**EXERCISE DESCRIPTION:** Lift every line from the entries that includes the word "query".
══ AVAILABLE RECORDS
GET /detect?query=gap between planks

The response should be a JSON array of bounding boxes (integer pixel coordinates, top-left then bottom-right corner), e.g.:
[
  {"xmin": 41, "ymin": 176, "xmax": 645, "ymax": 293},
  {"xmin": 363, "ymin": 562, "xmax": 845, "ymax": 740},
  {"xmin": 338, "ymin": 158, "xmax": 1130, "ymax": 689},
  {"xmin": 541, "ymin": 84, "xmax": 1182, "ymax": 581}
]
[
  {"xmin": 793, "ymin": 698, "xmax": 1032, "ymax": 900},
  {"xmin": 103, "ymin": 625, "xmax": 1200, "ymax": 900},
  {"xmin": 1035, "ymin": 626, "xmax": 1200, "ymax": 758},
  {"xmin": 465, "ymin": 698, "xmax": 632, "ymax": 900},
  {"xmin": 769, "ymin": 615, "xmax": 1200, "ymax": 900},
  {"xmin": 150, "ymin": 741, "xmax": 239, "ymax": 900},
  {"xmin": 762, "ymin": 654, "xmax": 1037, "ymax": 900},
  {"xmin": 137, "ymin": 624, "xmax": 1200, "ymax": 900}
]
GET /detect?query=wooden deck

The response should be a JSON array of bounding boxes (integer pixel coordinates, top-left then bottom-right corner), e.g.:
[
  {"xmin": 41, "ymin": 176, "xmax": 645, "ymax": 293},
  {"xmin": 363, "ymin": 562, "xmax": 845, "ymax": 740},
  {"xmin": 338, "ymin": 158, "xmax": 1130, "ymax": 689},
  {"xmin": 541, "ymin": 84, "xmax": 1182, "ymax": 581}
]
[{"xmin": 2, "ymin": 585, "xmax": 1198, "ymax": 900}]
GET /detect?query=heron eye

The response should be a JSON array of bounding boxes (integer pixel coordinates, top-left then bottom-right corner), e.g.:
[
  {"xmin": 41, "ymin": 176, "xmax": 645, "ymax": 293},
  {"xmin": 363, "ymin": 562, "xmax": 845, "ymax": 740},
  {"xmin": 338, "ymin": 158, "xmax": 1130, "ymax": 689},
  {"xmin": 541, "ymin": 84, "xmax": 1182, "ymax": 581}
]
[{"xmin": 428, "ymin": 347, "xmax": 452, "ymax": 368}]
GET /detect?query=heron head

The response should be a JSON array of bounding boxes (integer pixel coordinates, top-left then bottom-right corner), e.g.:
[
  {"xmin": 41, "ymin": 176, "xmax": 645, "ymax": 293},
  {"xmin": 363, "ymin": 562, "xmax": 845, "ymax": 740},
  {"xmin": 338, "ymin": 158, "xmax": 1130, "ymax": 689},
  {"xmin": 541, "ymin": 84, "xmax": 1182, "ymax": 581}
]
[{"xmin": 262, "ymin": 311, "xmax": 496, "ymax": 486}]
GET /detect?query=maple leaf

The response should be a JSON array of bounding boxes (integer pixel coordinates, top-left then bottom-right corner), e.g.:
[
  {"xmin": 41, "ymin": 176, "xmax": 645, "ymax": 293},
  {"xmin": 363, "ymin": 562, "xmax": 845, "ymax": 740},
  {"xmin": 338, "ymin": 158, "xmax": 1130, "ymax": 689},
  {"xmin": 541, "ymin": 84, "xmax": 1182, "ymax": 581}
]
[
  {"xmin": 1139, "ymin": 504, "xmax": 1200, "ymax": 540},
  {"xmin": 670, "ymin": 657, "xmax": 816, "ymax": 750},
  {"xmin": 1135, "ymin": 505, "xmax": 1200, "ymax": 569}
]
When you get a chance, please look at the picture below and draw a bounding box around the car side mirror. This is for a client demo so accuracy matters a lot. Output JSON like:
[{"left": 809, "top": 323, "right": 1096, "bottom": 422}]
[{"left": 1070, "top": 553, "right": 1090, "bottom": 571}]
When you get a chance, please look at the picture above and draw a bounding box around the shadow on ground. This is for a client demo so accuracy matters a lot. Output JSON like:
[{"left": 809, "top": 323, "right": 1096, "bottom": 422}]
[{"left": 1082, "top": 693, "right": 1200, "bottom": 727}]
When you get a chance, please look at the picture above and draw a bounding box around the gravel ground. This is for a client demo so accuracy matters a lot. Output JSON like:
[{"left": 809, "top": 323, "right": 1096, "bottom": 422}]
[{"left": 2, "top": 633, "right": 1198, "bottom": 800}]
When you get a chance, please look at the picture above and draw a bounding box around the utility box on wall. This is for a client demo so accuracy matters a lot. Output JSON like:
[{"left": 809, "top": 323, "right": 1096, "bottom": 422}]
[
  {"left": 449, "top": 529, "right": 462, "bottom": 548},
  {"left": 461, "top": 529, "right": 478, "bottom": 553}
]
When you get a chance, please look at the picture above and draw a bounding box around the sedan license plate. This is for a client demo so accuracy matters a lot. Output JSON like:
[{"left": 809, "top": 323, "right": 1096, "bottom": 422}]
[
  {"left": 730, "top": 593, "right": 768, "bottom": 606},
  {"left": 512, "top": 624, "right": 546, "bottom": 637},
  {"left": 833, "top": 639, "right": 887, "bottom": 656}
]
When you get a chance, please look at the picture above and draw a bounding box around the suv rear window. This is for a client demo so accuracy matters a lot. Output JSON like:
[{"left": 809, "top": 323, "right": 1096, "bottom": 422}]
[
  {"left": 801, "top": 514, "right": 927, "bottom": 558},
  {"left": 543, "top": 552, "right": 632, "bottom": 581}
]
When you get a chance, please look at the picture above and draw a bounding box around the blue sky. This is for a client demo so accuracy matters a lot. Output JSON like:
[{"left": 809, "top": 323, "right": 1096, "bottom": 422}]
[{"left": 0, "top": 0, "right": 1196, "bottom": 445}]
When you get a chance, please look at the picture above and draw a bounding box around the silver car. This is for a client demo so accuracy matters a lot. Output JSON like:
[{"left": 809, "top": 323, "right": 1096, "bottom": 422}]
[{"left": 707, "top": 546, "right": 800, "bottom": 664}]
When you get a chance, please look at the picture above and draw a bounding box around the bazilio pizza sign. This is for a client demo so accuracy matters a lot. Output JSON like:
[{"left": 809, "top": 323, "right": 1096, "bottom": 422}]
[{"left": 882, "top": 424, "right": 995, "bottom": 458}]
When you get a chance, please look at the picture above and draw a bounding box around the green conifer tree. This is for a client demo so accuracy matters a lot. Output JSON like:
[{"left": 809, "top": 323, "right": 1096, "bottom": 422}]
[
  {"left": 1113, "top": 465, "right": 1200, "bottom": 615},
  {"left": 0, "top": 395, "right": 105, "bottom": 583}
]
════
**OUTPUT FOR THIS EXERCISE:**
GET /detect?query=gap between planks
GET /detect?query=wooden deck
GET /detect?query=heron eye
GET /detect?query=heron head
GET /detect?query=maple leaf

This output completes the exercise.